# The problem
Return each entry precisely as it appears below.

#####

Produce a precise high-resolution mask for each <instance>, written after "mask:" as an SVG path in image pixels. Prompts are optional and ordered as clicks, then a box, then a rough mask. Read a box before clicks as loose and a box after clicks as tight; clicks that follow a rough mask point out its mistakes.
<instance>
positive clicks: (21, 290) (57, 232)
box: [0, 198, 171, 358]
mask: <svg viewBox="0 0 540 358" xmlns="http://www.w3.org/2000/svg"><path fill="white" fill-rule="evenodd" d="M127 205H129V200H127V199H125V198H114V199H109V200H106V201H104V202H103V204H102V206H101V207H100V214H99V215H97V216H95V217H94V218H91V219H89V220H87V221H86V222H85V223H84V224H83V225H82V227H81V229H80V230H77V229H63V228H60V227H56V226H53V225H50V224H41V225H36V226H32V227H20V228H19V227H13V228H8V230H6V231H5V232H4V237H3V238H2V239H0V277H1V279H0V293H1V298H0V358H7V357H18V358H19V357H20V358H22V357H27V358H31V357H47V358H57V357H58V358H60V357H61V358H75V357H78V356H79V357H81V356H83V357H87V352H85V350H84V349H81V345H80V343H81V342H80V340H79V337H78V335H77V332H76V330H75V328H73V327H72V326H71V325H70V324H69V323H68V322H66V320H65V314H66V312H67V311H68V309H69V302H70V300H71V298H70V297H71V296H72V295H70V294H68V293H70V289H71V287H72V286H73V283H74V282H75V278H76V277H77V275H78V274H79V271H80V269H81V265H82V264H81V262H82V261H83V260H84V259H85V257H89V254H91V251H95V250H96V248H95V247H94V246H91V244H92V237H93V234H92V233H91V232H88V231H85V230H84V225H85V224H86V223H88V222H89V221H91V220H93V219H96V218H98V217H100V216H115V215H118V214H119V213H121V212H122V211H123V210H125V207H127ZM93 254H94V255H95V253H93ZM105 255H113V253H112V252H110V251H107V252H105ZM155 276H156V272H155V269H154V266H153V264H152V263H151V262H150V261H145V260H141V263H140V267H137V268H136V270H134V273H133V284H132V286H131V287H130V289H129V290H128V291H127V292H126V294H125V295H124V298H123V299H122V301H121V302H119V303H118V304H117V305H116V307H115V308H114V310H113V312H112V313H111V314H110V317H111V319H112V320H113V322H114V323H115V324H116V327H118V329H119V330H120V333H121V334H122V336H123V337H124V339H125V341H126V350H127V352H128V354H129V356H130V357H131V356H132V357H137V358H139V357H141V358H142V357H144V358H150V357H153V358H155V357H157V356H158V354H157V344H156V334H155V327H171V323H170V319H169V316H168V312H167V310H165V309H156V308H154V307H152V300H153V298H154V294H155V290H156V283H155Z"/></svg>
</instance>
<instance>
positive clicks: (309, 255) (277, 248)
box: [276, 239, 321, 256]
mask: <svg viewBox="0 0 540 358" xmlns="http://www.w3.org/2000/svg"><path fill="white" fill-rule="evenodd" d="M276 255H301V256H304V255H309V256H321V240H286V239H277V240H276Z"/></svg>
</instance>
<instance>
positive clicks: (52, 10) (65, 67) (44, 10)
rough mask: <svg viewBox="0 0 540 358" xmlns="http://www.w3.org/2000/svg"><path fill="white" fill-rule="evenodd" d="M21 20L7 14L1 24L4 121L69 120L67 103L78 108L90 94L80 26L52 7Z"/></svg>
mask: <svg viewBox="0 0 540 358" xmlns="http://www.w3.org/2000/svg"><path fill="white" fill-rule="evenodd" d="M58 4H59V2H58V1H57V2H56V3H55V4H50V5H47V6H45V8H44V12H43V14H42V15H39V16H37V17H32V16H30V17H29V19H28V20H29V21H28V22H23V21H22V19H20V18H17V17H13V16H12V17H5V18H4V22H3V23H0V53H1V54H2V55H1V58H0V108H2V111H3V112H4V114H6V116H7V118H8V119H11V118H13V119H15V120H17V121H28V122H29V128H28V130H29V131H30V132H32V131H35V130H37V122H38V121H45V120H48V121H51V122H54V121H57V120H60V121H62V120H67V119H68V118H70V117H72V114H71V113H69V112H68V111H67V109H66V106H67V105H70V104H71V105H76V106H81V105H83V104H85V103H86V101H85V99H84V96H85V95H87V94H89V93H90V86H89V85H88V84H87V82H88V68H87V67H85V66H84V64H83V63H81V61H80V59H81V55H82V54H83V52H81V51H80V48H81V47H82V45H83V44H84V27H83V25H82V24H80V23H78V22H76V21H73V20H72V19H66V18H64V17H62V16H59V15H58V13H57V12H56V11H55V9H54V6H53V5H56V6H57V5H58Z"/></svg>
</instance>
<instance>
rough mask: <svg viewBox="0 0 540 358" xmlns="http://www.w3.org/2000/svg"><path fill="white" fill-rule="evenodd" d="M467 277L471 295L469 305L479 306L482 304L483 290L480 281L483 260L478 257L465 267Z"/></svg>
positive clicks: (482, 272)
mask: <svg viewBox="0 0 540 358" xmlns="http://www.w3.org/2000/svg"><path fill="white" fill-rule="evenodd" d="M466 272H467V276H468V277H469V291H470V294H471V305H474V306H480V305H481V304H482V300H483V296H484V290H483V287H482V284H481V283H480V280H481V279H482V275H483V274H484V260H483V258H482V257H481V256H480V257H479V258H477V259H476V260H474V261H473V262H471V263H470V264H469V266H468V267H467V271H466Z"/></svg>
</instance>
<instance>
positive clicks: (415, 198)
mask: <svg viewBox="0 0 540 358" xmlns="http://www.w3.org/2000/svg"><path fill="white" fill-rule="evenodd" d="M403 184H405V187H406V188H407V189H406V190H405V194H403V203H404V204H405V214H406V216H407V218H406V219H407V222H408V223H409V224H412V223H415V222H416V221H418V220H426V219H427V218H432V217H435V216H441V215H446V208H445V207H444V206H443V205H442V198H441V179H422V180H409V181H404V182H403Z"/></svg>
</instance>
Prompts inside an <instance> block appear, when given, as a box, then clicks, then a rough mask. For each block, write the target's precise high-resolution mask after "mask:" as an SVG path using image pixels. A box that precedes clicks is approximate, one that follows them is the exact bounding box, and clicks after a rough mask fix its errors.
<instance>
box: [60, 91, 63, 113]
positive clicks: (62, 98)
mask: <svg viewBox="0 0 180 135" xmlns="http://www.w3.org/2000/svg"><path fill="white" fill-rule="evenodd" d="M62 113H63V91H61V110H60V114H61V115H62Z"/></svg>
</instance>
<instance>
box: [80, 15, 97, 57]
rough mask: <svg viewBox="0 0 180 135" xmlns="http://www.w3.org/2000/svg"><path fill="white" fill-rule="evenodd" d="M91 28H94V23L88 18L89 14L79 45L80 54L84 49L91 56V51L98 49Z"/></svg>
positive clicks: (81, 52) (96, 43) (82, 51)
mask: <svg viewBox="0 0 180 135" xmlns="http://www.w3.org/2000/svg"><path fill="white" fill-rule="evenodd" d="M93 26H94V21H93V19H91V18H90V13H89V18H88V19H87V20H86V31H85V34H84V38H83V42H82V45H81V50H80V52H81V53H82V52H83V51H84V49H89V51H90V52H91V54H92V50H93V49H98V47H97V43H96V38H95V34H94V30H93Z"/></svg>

#####

# Task answer
Produce a precise high-resolution mask for each <instance>, written after "mask:" as an SVG path in image pixels. Prompts are optional and ordered as clicks, then a box, then a rough mask. Read a box before clicks as loose and a box after clicks as tight; clicks that follow a rough mask point out its mistakes.
<instance>
positive clicks: (21, 290) (57, 232)
box: [0, 198, 171, 358]
mask: <svg viewBox="0 0 540 358" xmlns="http://www.w3.org/2000/svg"><path fill="white" fill-rule="evenodd" d="M127 205H129V200H127V199H125V198H114V199H109V200H106V201H104V202H103V204H102V206H101V207H100V214H99V215H97V216H95V217H94V218H91V219H89V220H87V221H86V222H85V223H84V224H83V225H82V227H81V229H80V230H77V229H63V228H60V227H56V226H53V225H50V224H41V225H36V226H32V227H20V228H19V227H13V228H8V230H6V231H5V232H4V237H3V238H2V239H0V277H1V279H0V293H1V298H0V358H7V357H18V358H19V357H20V358H22V357H27V358H31V357H47V358H57V357H58V358H60V357H61V358H75V357H78V356H79V357H81V356H83V357H87V352H85V350H84V349H81V345H80V343H81V342H80V340H79V337H78V335H77V332H76V330H75V328H73V327H72V326H71V325H70V324H69V323H68V322H66V320H65V314H66V312H67V311H68V309H69V302H70V300H71V298H70V297H71V296H72V295H70V294H68V293H70V289H71V287H72V286H73V283H74V282H75V278H76V277H77V275H78V274H79V271H80V269H81V265H82V264H81V262H82V261H83V260H84V259H85V257H89V254H91V251H95V250H96V248H95V247H94V246H91V244H92V237H93V234H92V233H91V232H88V231H85V230H84V225H85V224H86V223H88V222H89V221H91V220H93V219H96V218H98V217H100V216H115V215H118V214H119V213H121V212H122V211H123V210H125V207H127ZM93 254H94V255H95V253H93ZM105 255H113V253H112V252H110V251H107V252H105ZM155 276H156V272H155V269H154V266H153V264H152V263H151V262H150V261H145V260H141V263H140V267H137V268H136V270H134V273H133V284H132V286H131V287H130V289H129V290H128V291H127V292H126V294H125V295H124V298H123V299H122V301H121V302H119V303H118V304H117V305H116V307H115V308H114V310H113V312H112V313H111V314H110V317H111V319H112V320H113V322H114V323H115V324H116V327H118V329H119V330H120V333H121V334H122V336H123V337H124V339H125V341H126V350H127V352H128V354H129V356H130V357H131V356H132V357H137V358H139V357H141V358H142V357H144V358H150V357H153V358H155V357H157V356H158V354H157V344H156V334H155V327H171V323H170V319H169V316H168V312H167V310H165V309H156V308H154V307H152V300H153V298H154V294H155V290H156V283H155Z"/></svg>
</instance>
<instance>
positive clicks: (309, 255) (277, 248)
box: [276, 239, 321, 256]
mask: <svg viewBox="0 0 540 358" xmlns="http://www.w3.org/2000/svg"><path fill="white" fill-rule="evenodd" d="M276 255H301V256H304V255H309V256H321V240H286V239H277V240H276Z"/></svg>
</instance>
<instance>
positive clicks: (52, 10) (65, 67) (44, 10)
rough mask: <svg viewBox="0 0 540 358" xmlns="http://www.w3.org/2000/svg"><path fill="white" fill-rule="evenodd" d="M21 20L7 14L1 24L4 121L69 120L67 103L78 108L90 94L80 26L52 7Z"/></svg>
mask: <svg viewBox="0 0 540 358" xmlns="http://www.w3.org/2000/svg"><path fill="white" fill-rule="evenodd" d="M58 4H59V2H58V1H57V2H56V3H55V4H50V5H47V6H45V8H44V12H43V14H42V15H39V16H37V17H32V16H30V17H29V19H28V20H29V21H28V22H23V21H22V19H20V18H17V17H13V16H12V17H5V18H4V22H3V23H0V53H1V54H2V55H1V58H0V108H2V111H3V112H4V114H6V116H7V118H8V119H11V118H13V119H15V120H17V121H28V122H29V128H28V130H29V131H30V132H32V131H35V130H37V122H38V121H45V120H48V121H51V122H54V121H57V120H60V121H62V120H67V119H68V118H70V117H72V114H71V113H69V112H68V111H67V109H66V106H67V105H70V104H71V105H76V106H81V105H83V104H85V103H86V101H85V99H84V96H85V95H87V94H89V93H90V86H89V85H88V84H87V82H88V68H87V67H85V66H84V64H83V63H81V61H80V59H81V55H82V54H83V52H81V51H80V48H81V47H82V45H83V44H84V27H83V25H82V24H80V23H78V22H76V21H73V20H72V19H66V18H64V17H62V16H59V15H58V13H57V12H56V11H55V9H54V6H53V5H56V6H57V5H58Z"/></svg>
</instance>
<instance>
rough mask: <svg viewBox="0 0 540 358" xmlns="http://www.w3.org/2000/svg"><path fill="white" fill-rule="evenodd" d="M467 277L471 295L469 305L479 306L482 304L483 290L480 281L483 260L478 257L465 267Z"/></svg>
positive clicks: (482, 272)
mask: <svg viewBox="0 0 540 358" xmlns="http://www.w3.org/2000/svg"><path fill="white" fill-rule="evenodd" d="M466 272H467V276H468V277H469V291H470V294H471V305H474V306H480V305H481V304H482V300H483V296H484V290H483V287H482V284H481V283H480V280H481V279H482V275H483V274H484V260H483V258H482V257H481V256H480V257H479V258H477V259H476V260H474V261H473V262H471V263H470V264H469V266H468V267H467V271H466Z"/></svg>
</instance>
<instance>
positive clicks: (415, 198)
mask: <svg viewBox="0 0 540 358" xmlns="http://www.w3.org/2000/svg"><path fill="white" fill-rule="evenodd" d="M403 184H405V187H406V188H407V189H406V190H405V194H403V203H404V204H405V214H406V216H407V218H406V219H407V222H408V223H409V224H412V223H415V222H416V221H418V220H426V219H427V218H432V217H435V216H441V215H446V208H445V207H444V206H443V205H442V198H441V179H422V180H409V181H404V182H403Z"/></svg>
</instance>
Prompts inside an <instance> block appear, when given, as a box, then clicks, then a rough mask. For each block, write the target's precise high-resolution mask after "mask:" as an SVG path using image pixels. A box that precedes clicks is approximate, one that follows them is the exact bounding box, and clicks after a rough mask fix its errors.
<instance>
box: [60, 91, 63, 113]
positive clicks: (62, 98)
mask: <svg viewBox="0 0 180 135" xmlns="http://www.w3.org/2000/svg"><path fill="white" fill-rule="evenodd" d="M62 113H63V91H61V110H60V114H61V115H62Z"/></svg>
</instance>
<instance>
box: [80, 15, 97, 57]
rough mask: <svg viewBox="0 0 180 135" xmlns="http://www.w3.org/2000/svg"><path fill="white" fill-rule="evenodd" d="M91 28H94V23L88 18L89 14L79 45L80 54L84 49L91 56V51L98 49Z"/></svg>
positive clicks: (81, 52) (96, 43) (82, 51)
mask: <svg viewBox="0 0 180 135" xmlns="http://www.w3.org/2000/svg"><path fill="white" fill-rule="evenodd" d="M93 26H94V21H93V19H91V18H90V13H89V18H88V19H87V20H86V31H85V34H84V38H83V42H82V45H81V50H80V52H81V53H82V52H83V51H84V49H89V51H90V52H91V54H92V50H93V49H98V47H97V43H96V38H95V34H94V30H93Z"/></svg>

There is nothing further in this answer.